*** Opening Records provided ***

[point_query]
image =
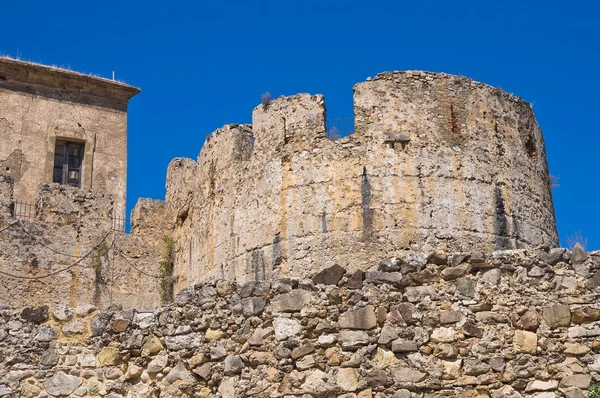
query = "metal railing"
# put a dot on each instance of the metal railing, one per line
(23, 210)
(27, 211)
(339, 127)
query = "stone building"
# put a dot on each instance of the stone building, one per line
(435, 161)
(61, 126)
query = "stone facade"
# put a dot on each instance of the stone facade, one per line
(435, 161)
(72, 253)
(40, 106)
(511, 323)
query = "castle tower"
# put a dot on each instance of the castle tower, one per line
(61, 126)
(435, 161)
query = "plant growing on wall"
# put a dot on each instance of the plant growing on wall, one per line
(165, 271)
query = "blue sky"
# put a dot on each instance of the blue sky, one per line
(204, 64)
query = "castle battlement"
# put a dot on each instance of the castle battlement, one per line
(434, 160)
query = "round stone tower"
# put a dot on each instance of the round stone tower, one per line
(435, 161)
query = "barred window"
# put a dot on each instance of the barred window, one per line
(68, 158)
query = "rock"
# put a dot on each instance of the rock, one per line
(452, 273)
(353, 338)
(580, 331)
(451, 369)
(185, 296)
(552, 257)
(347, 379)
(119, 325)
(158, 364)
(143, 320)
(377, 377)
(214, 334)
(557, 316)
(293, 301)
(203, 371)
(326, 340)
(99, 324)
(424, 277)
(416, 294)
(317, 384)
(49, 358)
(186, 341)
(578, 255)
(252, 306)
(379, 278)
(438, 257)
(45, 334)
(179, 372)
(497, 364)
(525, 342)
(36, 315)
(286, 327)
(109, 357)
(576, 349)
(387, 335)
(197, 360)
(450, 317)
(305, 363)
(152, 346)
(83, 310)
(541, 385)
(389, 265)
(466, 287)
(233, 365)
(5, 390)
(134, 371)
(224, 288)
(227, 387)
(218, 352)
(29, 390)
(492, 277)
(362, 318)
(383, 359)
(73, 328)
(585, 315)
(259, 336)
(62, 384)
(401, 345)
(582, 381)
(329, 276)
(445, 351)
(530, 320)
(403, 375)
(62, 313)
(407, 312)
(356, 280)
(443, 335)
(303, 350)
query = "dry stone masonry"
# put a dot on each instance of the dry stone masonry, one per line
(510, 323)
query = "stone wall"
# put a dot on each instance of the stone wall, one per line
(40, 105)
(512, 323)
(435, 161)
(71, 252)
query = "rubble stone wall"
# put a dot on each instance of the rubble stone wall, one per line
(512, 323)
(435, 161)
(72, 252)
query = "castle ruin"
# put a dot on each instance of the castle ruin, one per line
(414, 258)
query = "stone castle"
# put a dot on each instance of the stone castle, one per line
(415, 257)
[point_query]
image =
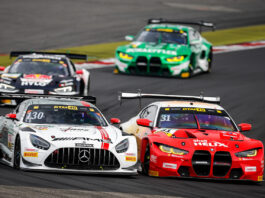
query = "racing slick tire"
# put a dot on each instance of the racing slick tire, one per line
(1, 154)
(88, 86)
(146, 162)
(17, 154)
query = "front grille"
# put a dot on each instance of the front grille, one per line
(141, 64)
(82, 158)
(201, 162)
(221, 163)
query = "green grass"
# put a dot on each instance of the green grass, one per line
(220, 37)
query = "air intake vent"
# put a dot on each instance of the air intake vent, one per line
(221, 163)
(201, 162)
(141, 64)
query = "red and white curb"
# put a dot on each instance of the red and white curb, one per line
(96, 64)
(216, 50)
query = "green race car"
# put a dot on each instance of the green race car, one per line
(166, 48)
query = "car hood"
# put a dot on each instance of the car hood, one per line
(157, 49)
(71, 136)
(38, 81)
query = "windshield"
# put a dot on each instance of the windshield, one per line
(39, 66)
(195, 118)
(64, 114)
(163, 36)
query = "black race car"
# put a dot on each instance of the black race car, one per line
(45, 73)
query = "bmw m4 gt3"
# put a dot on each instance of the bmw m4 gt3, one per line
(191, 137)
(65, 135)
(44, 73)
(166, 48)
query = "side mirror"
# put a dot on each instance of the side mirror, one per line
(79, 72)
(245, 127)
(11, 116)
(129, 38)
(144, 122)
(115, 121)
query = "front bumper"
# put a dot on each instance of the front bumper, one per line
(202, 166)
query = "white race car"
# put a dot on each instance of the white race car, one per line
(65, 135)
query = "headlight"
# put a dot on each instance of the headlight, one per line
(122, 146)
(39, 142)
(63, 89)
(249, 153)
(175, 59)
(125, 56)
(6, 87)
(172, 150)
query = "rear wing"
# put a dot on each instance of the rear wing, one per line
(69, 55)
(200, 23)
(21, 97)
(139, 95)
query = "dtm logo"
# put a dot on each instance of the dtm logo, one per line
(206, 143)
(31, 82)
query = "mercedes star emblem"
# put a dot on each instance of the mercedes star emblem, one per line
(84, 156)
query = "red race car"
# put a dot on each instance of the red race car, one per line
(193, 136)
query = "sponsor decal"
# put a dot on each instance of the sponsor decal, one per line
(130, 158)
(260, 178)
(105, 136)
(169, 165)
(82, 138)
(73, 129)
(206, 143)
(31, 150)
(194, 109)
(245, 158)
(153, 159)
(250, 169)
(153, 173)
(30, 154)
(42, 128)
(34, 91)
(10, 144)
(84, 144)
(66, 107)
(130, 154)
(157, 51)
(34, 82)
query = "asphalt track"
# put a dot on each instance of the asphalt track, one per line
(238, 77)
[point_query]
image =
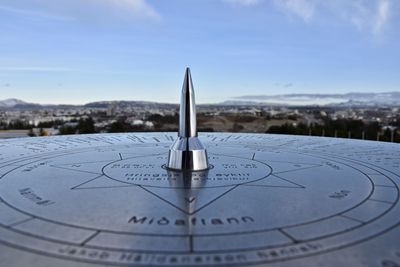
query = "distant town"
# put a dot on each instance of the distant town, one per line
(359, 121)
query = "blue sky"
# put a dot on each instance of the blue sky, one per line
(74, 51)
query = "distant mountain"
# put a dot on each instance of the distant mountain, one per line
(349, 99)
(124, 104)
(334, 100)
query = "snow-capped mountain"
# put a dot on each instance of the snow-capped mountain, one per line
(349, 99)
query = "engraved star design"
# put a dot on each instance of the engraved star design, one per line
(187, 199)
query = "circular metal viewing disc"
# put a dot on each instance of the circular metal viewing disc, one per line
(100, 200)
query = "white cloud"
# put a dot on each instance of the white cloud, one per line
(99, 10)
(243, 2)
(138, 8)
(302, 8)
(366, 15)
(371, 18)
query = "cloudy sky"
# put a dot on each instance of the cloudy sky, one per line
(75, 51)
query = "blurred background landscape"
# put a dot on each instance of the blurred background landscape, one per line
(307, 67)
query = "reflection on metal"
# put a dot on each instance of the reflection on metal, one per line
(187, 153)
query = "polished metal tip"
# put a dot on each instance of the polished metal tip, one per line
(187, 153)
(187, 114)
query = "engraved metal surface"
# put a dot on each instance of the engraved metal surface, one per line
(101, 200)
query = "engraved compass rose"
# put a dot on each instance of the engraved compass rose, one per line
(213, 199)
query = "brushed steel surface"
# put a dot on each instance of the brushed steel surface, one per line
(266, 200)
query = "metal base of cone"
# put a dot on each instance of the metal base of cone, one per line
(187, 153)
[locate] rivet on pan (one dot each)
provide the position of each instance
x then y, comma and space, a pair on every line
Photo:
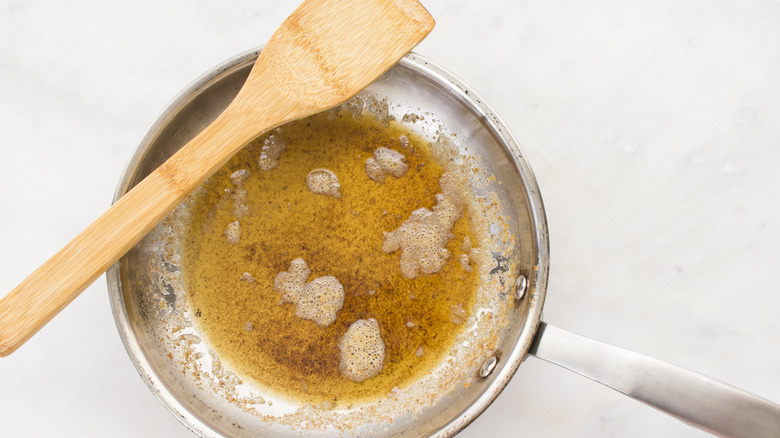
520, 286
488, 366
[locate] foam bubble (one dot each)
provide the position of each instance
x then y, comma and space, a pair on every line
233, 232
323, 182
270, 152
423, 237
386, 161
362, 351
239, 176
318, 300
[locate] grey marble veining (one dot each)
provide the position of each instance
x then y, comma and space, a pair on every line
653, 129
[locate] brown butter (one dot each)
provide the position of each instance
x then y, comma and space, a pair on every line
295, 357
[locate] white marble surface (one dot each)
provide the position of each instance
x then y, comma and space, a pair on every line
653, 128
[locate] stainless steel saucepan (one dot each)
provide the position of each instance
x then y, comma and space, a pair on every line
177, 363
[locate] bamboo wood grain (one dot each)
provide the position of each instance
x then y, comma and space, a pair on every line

*** Closing Records provided ***

■ Task instructions
The lines to copy are those above that contain the string "locate".

■ Response area
[locate] rivet on pan (one dot each)
[locate] foam bubble (one dot each)
[locate] grey marble veining (one dot each)
[locate] brown butter (one dot each)
[locate] white marble surface (one dot each)
[locate] stainless steel saucepan (one dot each)
[locate] bamboo wood grain (one dot each)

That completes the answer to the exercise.